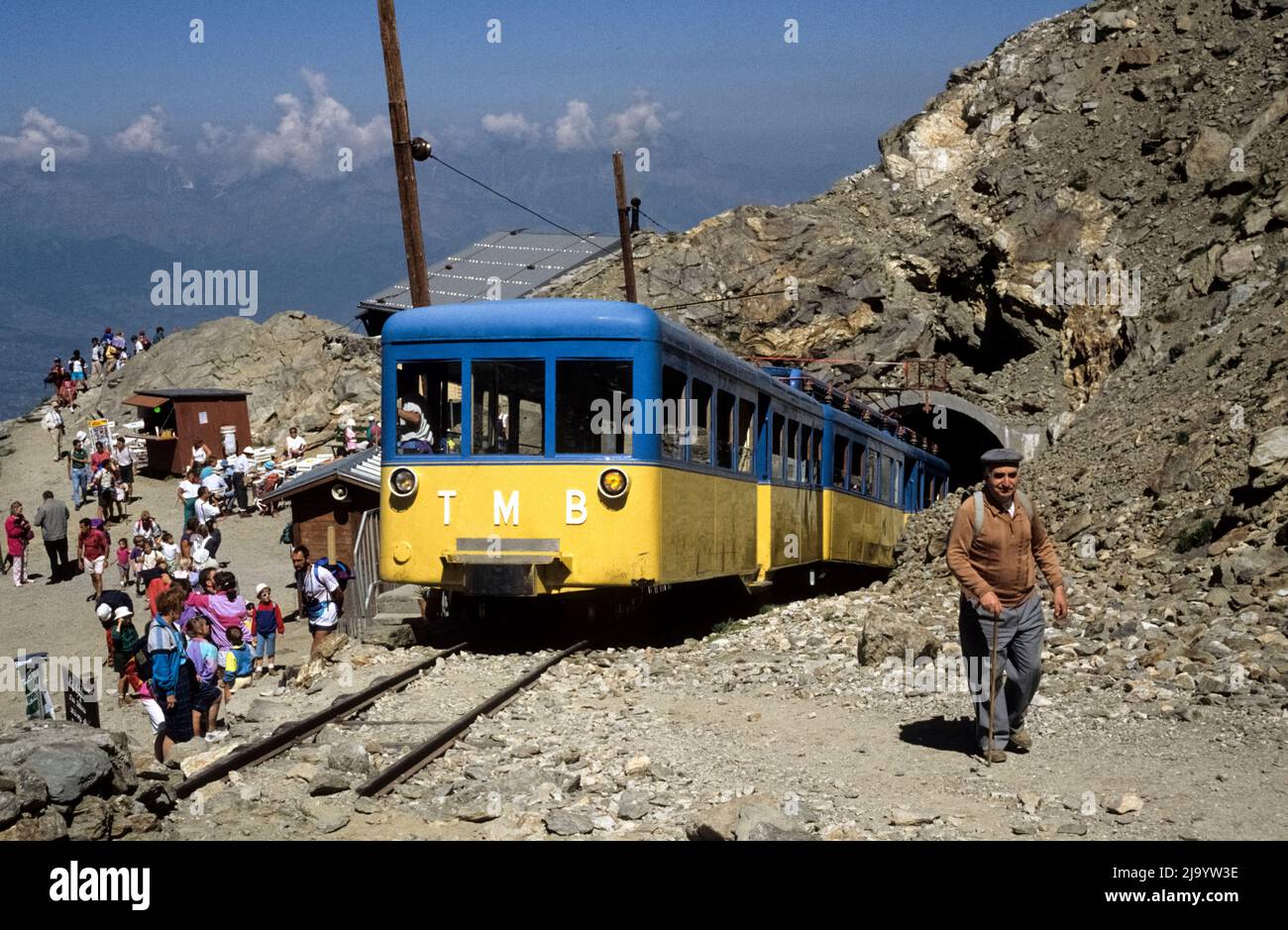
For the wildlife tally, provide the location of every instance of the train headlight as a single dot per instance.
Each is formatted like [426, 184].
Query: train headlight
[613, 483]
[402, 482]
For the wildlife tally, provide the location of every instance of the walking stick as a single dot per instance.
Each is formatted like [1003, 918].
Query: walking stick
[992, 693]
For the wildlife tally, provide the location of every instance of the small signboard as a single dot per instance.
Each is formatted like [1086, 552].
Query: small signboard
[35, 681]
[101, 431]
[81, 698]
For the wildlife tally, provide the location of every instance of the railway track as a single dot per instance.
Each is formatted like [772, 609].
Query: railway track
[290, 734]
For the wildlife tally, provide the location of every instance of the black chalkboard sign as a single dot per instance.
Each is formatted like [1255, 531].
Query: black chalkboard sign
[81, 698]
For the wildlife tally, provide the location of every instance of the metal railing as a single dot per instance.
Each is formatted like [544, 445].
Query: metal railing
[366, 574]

==================================================

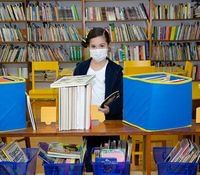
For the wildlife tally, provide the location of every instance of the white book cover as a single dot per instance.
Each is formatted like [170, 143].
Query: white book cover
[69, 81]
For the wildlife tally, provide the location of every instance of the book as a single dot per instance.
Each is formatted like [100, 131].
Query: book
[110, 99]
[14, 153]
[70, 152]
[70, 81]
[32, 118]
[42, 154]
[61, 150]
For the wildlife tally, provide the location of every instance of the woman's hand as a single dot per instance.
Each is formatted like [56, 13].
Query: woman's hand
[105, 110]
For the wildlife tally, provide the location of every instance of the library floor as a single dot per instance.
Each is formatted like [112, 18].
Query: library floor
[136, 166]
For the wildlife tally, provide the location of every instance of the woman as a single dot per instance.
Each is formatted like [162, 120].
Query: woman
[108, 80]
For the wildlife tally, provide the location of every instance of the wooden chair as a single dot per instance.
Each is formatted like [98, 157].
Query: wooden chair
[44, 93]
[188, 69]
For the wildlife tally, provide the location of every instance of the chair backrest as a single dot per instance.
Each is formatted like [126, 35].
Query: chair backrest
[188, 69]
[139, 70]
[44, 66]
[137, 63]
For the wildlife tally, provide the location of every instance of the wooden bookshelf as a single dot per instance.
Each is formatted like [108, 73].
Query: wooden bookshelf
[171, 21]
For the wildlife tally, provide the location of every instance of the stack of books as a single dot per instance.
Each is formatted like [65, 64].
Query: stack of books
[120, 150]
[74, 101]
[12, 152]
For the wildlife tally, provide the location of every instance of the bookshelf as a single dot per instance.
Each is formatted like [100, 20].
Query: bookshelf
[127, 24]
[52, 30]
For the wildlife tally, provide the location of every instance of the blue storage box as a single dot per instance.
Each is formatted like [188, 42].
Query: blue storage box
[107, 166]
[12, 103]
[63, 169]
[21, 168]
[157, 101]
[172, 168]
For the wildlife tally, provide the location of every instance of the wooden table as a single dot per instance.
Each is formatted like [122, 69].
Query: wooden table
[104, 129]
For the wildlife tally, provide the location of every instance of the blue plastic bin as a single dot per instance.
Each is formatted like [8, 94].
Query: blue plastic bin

==================================================

_TASK_. Count the lines in the entries above that contain the string "chair", treating uppercase and lowercase letters as different. Reply with the number alone.

_RIGHT ANSWER_. 4